- [Extrait]:
※

Pouvez-vous expliquer brièvement ce qu’il en est ?
Ces méthodes dont
vous parlez ne sont pas « mes » méthodes. Ce sont des méthodes
prouvées, éprouvées par le passé, dans le cadre d’une
médecine classique répondant au serment d’Hippocrate et visant à
soigner les patients et non en premier objectif à faire avancer la
recherche. Je n’ai pas de méthodes
« personnelles ».
Dans la plupart
des autres services (d’autres services font l’objet des mêmes mesures
que le nôtre, mais on n’en entend pas parler, nous sommes
les seuls à nous défendre, en tout cas de façon un peu audible !),
le « Plan cancer » exige que les patients soient intégrés dans des
essais thérapeutiques, que l’on appelle
pudiquement « protocoles », ou « tests », standardisés.
L’absence de possibilité de choisir le traitement le mieux adapté viole
le serment Hippocrate, viole le code de déontologie qui doit garantir l’indépendance
professionnelle, viole le code de santé publique
– selon lequel un malade peut opter pour le médecin de son choix (mais
si les patients ne
sont pas informés qu’il existe d’autres traitements ailleurs, et si
tous les médecins leur proposent les mêmes protocoles, où est le
choix ?), viole enfin le code de Nuremberg qui établit que tout médecin doit privilégier le soin du malade et non la recherche clinique.

※

Entrées de données enregistrées
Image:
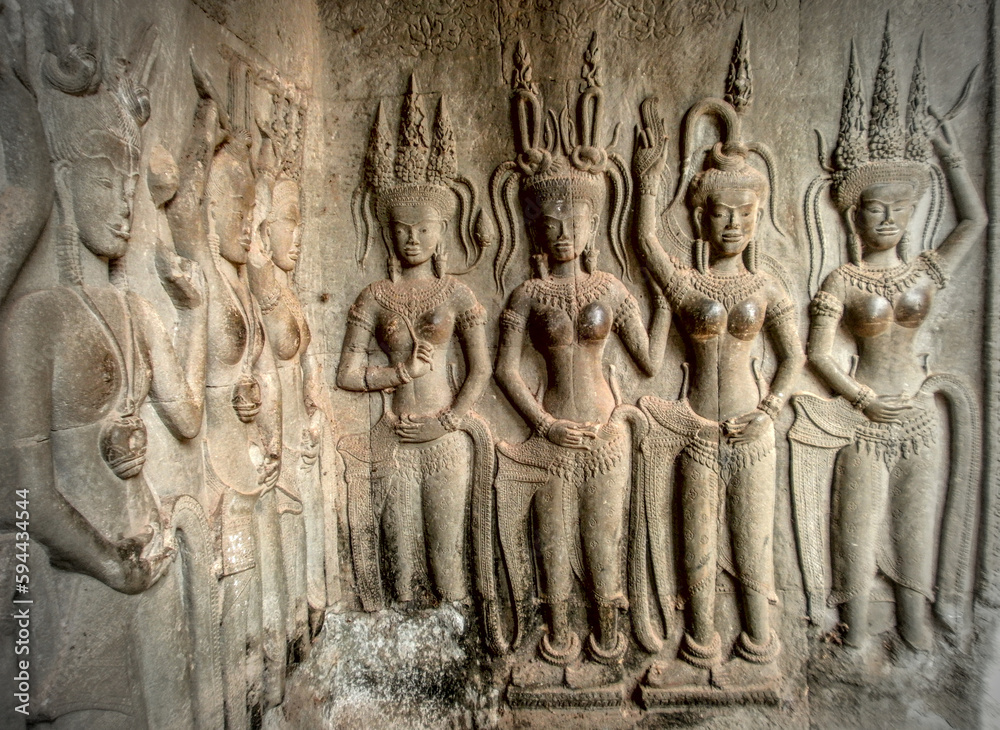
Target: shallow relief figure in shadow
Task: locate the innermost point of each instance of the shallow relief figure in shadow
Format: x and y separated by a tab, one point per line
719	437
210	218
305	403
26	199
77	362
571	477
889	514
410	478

※

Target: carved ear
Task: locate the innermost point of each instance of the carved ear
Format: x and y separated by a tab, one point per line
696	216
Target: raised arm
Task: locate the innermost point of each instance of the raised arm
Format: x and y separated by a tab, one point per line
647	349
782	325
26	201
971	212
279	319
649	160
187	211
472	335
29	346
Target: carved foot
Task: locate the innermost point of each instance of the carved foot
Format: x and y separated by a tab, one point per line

※

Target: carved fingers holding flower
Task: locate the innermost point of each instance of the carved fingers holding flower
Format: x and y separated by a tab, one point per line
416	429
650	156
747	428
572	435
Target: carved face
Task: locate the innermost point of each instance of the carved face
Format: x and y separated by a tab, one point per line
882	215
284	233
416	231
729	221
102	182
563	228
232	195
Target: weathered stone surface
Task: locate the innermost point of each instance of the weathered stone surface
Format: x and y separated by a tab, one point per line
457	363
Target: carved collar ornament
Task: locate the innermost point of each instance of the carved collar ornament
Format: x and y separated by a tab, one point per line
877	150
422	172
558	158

※

- [Questions à traiter]:
[1] Recopiez fidèlement le passage de l'extrait en partant des mots « L’absence de possibilité » et en vous arrêtant après les mots « la recherche clinique. ».
[2] D'après l'extrait, qu'établit le code de Nuremberg ?

- [Corrigé de l'exercice]:
[1]
L’absence de possibilité de choisir le traitement le mieux adapté viole
le serment Hippocrate, viole le code de déontologie qui doit garantir l’indépendance
professionnelle, viole le code de santé publique
– selon lequel un malade peut opter pour le médecin de son choix (mais
si les patients ne
sont pas informés qu’il existe d’autres traitements ailleurs, et si
tous les médecins leur proposent les mêmes protocoles, où est le
choix ?), viole enfin le code de Nuremberg qui établit que tout médecin doit privilégier le soin du malade et non la recherche clinique.

[2] Il établit que tout médecin doit privilégier le soin du malade et non la recherche clinique.